Sunday, August 7, 2011

Three Days in Tuolumne

I'm posting from a strange cafe in Mammoth Lakes, CA. Dirty, smelly, and tucked into a corner using every outlet within 10 feet. Lib and I just spent the past three days getting humbled by boulders in Tuolumne Meadows, and we're suffering through a bit of civilization before heading off to Rock Creek.

Day 1:

After resolving a few car issues we made it to the Meadows only to find that the campsite we were banking on was full. Through some kind words and a little luck, however we were able to camp in a semi-legal spot for a night before snagging an opening in the morning. The first night bouldering we found out what Tuolumne bouldering was all about. In a word: HARD. We got thrown form nearly everything we tried. Humbled, we packed up our egos and called it a day.

Day 2:

An all day bouldering marathon. Beginning with a short session at the Olmstead boulders I managed to wrestle my way up a V4 roof. It may have been the hardest V4 I've ever had the pleasure (read: granite burn all over my chest from whaling out the finish) of sending.

After a long lazy lunch in the shade we gathered what motivation we had left and made for The Knobs, an area known for its strange Diorite Knobs and classic Kauk problems.
A typical face in The Knobs.

Problem statement:
Reproduce the Tuolumne bouldering post verbatim from "I'm posting from" to "called it a day.".

Data extract:
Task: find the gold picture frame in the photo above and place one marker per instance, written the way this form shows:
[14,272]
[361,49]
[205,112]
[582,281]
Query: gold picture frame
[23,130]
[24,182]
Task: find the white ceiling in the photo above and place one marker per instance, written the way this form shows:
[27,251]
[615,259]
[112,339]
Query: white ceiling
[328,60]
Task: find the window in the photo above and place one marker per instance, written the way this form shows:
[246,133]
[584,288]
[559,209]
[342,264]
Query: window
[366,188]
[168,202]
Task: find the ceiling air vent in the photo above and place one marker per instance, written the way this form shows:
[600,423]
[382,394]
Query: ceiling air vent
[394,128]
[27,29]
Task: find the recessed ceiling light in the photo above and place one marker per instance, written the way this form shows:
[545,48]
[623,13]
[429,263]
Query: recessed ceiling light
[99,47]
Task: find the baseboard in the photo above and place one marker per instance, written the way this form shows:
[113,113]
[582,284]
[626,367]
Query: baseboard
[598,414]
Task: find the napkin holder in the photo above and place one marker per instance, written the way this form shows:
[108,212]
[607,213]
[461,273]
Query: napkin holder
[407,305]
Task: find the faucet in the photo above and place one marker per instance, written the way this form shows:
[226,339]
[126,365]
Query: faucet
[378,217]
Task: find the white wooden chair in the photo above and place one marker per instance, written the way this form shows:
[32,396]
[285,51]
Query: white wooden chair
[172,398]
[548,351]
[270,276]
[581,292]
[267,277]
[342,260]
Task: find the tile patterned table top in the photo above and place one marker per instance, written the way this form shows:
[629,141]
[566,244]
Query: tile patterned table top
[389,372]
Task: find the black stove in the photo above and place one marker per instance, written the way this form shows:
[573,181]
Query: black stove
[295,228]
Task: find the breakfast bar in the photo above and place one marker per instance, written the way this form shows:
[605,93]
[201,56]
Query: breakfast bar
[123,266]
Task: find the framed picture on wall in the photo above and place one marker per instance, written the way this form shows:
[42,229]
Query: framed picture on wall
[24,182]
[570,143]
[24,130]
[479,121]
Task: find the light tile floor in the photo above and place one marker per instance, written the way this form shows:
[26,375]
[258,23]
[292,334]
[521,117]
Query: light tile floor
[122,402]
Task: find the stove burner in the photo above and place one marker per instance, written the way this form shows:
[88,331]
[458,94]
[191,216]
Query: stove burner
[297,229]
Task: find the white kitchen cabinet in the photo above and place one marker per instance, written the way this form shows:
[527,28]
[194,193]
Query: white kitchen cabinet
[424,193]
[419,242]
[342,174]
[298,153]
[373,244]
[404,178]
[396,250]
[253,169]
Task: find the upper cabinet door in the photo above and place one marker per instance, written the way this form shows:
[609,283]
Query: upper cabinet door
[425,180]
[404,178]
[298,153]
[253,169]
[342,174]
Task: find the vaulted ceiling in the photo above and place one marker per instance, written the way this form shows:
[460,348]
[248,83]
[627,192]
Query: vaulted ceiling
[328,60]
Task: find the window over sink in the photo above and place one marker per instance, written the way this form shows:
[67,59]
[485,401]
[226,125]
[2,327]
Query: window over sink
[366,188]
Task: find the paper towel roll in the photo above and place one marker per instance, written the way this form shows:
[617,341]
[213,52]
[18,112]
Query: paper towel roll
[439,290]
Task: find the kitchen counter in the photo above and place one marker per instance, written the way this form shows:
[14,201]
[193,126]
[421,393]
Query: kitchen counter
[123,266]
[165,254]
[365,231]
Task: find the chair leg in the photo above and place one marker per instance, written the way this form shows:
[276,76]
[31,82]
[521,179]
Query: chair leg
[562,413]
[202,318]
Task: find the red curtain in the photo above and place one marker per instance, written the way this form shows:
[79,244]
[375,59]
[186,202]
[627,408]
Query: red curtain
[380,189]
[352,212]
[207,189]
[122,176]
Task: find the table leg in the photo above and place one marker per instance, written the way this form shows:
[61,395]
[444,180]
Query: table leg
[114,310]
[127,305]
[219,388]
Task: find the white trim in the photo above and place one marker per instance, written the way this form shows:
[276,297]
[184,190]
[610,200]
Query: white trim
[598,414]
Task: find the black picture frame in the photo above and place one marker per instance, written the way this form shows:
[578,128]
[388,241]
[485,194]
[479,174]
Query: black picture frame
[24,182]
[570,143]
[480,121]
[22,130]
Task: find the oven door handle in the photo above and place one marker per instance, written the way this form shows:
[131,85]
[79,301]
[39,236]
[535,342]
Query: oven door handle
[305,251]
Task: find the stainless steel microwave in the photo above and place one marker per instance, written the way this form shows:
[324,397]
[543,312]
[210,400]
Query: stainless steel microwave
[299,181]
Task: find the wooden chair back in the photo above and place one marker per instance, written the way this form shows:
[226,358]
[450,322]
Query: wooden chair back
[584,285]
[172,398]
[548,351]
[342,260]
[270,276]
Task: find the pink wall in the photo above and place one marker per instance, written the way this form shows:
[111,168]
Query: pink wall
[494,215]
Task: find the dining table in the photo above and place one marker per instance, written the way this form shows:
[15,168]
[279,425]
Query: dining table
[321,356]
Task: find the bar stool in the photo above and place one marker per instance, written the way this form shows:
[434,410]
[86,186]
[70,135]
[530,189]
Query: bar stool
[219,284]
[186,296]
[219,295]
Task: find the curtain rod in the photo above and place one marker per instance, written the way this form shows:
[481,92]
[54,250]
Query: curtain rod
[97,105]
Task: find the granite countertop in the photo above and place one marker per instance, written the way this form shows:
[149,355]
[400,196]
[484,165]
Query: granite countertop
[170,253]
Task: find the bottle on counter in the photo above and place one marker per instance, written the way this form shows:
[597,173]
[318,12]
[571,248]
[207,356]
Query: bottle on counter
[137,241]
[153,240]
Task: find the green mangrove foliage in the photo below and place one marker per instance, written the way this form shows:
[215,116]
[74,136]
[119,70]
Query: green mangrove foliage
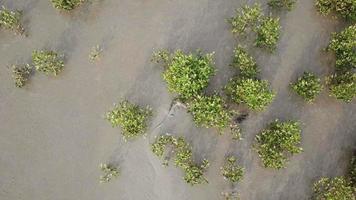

Exercise solution:
I'm posting from a strange cafe in Mammoth Lakes, CA. Dirty, smelly, and tucked into a corner using every outlet within 10 feet. Lib and I just spent the past three days getting humbled by boulders in Tuolumne Meadows, and we're suffering through a bit of civilization before heading off to Rock Creek.

Day 1:

After resolving a few car issues we made it to the Meadows only to find that the campsite we were banking on was full. Through some kind words and a little luck, however we were able to camp in a semi-legal spot for a night before snagging an opening in the morning. The first night bouldering we found out what Tuolumne bouldering was all about. In a word: HARD. We got thrown form nearly everything we tried. Humbled, we packed up our egos and called it a day.